For each statement, say yes or no according to the forum thread about overrated climbing routes, and quote the words of the thread that decide it. 1. Andy Hemsted considered Truant at Rhoscolyn a one-move wonder. 2. baron drove a long way to Red Wall because a friend had recommended it. 3. dinodinosaur described the first pitch of Shadow Wall as chossy.

Text provided:
======
Most of us know a route where we don't quite think it lives up to the hype  but are there any where there is a  really serious mismatch between various assessments of quality?

For instance, a route which is given 3 stars in a guidebook which subsequent ascensionists would give none.

( I realise that the reverse is more understandable: a little known route with a modest discoverer might take years for its hidden gem quality to be revealed) 

I can't think of any personally: most *** routes I've done probably earn **at least.

I just wondered if such "Marmite" routes exist.

Post edited at 17:58
 dinodinosaur 07 Nov 2020
In reply to Tom Valentine:

Demo route at Sennen, what a let down that was!

Edit: and shadow wall on carreg wastad, chossy first pitch and meh second pitch... How it gets three stars is beyond me

Post edited at 18:10
12
 Alex Riley 07 Nov 2020
In reply to dinodinosaur:

Savage Slit (Winter) (V 6)

Great line, but I was a bit underwhelmed by the climbing.

2
 Andy Hemsted 07 Nov 2020
In reply to Tom Valentine:

I was rather unimpressed by Truant (VS 4c) at Rhoscolyn, 'A great climb'?? A one-move-wonder imho....

A two-star climb should have some sort of sustained interest, surely?

 Derek Furze 07 Nov 2020
In reply to Tom Valentine:

I think it has been mentioned before, but Extol maybe fits the bill.  I did it years ago - 1979 I think and remember that I didn't enjoy it as much as Hiraeth and Dovedale Grooves, which I did on the same (wonderful summer) day.  Apparently, it has now got very grubby, which puts a few people off, though perhaps adds 'character'.  As a route, I found it impressive, but it didn't feel brilliant (dirty and all heading for the obvious crunch point), which three stars should indicate.  However, I guess these things are very subjective.

baron 07 Nov 2020
In reply to Tom Valentine:

Red Wall, Porthclais.

Drove miles to climb this based on a photo in the guidebook that made it look like a long route.

Hence the disappointment.

2
baron 07 Nov 2020
In reply to dinodinosaur:

Disappointed with Demo route?
======
Provided information:
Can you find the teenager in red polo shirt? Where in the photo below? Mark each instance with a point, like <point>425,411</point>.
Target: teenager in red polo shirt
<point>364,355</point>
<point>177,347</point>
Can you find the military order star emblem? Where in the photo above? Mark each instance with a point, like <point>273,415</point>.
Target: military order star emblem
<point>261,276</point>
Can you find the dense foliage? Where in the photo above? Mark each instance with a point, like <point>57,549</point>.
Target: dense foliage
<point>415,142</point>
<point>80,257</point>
======
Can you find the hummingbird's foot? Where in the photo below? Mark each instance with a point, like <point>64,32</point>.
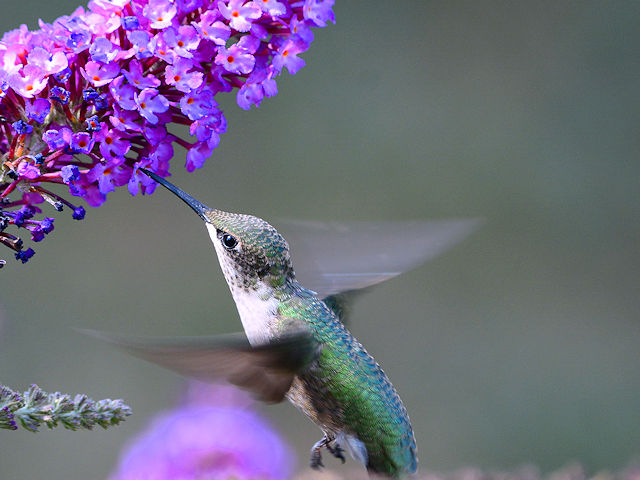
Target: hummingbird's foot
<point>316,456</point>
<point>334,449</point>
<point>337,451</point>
======
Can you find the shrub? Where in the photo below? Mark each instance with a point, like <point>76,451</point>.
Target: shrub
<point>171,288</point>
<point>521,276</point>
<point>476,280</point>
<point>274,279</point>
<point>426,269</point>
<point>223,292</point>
======
Answer to this task:
1. Yes: "A one-move-wonder imho"
2. No: "Drove miles to climb this based on a photo in the guidebook that made it look like a long route."
3. Yes: "chossy first pitch"